The relevant -f option here may well be -fstrict-aliasing. The problem is that if, say, any of
x,
y and
dimy are globals and
screen is a pointer, then the compiler cannot be entirely sure that
screen[x * dimy * 4 + y * 4] = 0;
will not change the values of
x,
y or
dimy (since
screen might point to the same area of memory they occupy), which means it will
have to refetch them from memory the next time they're used. In a tight loop, this can really kill performance.
(Rest of longish post spoilered for brevity, feel free to skip.)
A partial solution, as I noted, is to turn on strict aliasing, which lets the compiler make more assumptions about how arrays can overlap with each other (and with other variables); specifically, strict aliasing basically says that (quoted from Wikipedia) "it is illegal (with some exceptions) for pointers of different types to reference the same memory location." Unfortunately, strict aliasing has two drawbacks: first, it can easily break otherwise valid code not written with such rules in mind, and second, it won't help at all if the variables involved in fact do have the same type (for example, if x is an int and screen is an int *).
Another solution is the C99 restrict keyword, which basically extends strict aliasing by letting you promise to the compiler that the area of memory referenced through a particular pointer won't overlap anything else. In Linknoid's example, as well as mine, if screen had been declared as, say, int * restrict screen, then the problem would go away entirely. Of course, it might be replaced by a bigger problem if one did have another pointer, used in the same function, pointing to the same area of memory: then the promise given by the restrict keyword would be violated, and broken code could be generated.

======

- _BRIEF 1_: Reproduce the rows below character for character, from the first line through the last.
The passage on pointer aliasing and the rows that follow have no connection to each other.

- _DATA FOR PROCESSING_:
======

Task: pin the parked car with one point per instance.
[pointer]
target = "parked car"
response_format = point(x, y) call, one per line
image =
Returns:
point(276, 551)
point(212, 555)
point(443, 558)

======

- _BRIEF 2_: Continue the forum post on pointer aliasing above, picking up after its final sentence.

- _WRITTEN ANSWER 1_:
Task: pin the parked car with one point per instance.
[pointer]
target = "parked car"
response_format = point(x, y) call, one per line
image =
Returns:
point(276, 551)
point(212, 555)
point(443, 558)

- _WRITTEN ANSWER 2_:
A third approach is to follow the "load-use-store" paradigm (which is basically what Linknoid did): always load any individual values you might be using more than once into local variables (which the compiler knows won't be aliased, and which it will usually be able to store in registers), preferably before any speed-critical loops. Then do whatever you need to do using those variables and, if necessary, store them back into their original locations at the end. This is essentially a manual way of doing the kind of optimizations the compiler could do if you used strict aliasing and restrict diligently, but the manual approach also works with strict aliasing turned off; and since it's your code and you know what it's supposed to be doing, you can sometimes make such optimizations even in cases where it would be extremely difficult or impossible to coax the compiler into doing the same thing.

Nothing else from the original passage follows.